15 novembro 2010

Língua do “P”: decodificando uma linguagem



Por Erli Porto

O conto “A língua do P”, presente no livro A via crucis do corpo, Clarice Lispector conta a história de Maria Aparecida ou Cidinha, uma professora de inglês, vaidosa e meticulosa no cuidado com suas coisas. Estava em viagem para Nova Iorque e o primeiro trecho seria feito de trem.

Seria uma viagem comum não fosse pela entrada de dois homens no vagão em que a professora estava. Os dois homens olharam para ela que, castamente, desviou o olhar. Ela sabia o que o olhar intrometido daqueles homens significava, tanto que se lembra da própria virgindade. Foucault (1988) fala de uma sexualidade “desaparecida”, condenada ao silêncio, porém, como toda condenação é parcial, ela se mostra nas entrelinhas dos acontecimentos.

Tarefas a realizar:
**A.** Você pode redigitar o trecho do texto sobre o conto “A língua do P” que vai de "15 novembro 2010" até "entrelinhas dos acontecimentos.", inclusive?
**B.** Como seguiria o texto sobre o conto “A língua do P”? Escreva a continuação a partir da última frase apresentada.

Conjunto de dados:

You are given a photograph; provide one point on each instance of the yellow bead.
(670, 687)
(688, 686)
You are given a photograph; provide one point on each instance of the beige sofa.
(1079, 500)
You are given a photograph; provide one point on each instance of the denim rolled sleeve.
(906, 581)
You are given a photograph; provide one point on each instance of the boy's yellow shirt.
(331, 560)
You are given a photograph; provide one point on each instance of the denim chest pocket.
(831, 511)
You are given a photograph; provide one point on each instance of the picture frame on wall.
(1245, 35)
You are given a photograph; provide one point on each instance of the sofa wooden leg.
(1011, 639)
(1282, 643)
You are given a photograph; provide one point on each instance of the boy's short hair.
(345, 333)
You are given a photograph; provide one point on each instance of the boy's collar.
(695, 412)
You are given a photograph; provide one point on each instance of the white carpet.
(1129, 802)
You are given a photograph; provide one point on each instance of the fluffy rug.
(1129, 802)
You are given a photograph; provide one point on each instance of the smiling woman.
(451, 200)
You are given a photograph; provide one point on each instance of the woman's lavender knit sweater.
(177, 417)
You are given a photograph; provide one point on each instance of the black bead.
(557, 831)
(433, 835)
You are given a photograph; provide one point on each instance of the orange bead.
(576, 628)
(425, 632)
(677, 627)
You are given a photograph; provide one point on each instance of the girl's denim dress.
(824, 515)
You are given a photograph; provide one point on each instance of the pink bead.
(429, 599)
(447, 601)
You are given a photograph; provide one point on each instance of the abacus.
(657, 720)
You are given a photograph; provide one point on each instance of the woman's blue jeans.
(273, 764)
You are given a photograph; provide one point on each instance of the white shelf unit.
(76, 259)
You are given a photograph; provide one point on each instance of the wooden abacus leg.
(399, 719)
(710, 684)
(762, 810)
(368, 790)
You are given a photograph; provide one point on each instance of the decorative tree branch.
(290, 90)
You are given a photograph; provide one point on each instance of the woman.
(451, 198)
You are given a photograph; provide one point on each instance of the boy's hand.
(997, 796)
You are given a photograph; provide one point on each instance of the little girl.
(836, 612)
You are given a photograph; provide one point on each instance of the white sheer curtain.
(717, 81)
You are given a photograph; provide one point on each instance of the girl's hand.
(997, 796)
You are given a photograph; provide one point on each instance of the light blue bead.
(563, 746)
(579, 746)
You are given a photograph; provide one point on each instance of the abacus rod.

Respostas em ordem:
**A.**
15 novembro 2010

Língua do “P”: decodificando uma linguagem



Por Erli Porto

O conto “A língua do P”, presente no livro A via crucis do corpo, Clarice Lispector conta a história de Maria Aparecida ou Cidinha, uma professora de inglês, vaidosa e meticulosa no cuidado com suas coisas. Estava em viagem para Nova Iorque e o primeiro trecho seria feito de trem.

Seria uma viagem comum não fosse pela entrada de dois homens no vagão em que a professora estava. Os dois homens olharam para ela que, castamente, desviou o olhar. Ela sabia o que o olhar intrometido daqueles homens significava, tanto que se lembra da própria virgindade. Foucault (1988) fala de uma sexualidade “desaparecida”, condenada ao silêncio, porém, como toda condenação é parcial, ela se mostra nas entrelinhas dos acontecimentos.

**B.**
Ao perceber que os homens começam a falar na língua do “P”, ou seja, um discurso secreto, supostamente só conhecido por eles, ela, que também reconhece o código, percebe neles a disposição de manter relações sexuais forçadas com ela, inclusive com a intenção de matá-la, caso fosse necessário. Ela se apavora, porém consegue imaginar que caso se fingisse de prostituta, talvez eles desistissem de estuprá-la, confirmando a tese de Foucault (1988) segundo a qual, para o sexo proscrito, existem as pessoas legitimadas para exercê-lo, com códigos bem estabelecidos de conduta, o que fica claro nas atitudes que ela passa a tomar: pinta o rosto exageradamente, levanta a saia, fuma, requebra como uma sambista, ou seja, assume um comportamento socialmente estabelecido para as prostitutas. As pessoas autorizadas ao sexo reprimido são o oposto das moças castas e virgens e, portanto, sua conduta afastaria os homens, como o fez, da intenção de possuí-la.

Acontece que o sexo, ainda segundo Foucault (1988), tem também lugares próprios de se mostrar e livre manifestar-se. Os homens então dizem que ela está “doida” solicitando ao maquinista que tome uma providência em relação à Cidinha.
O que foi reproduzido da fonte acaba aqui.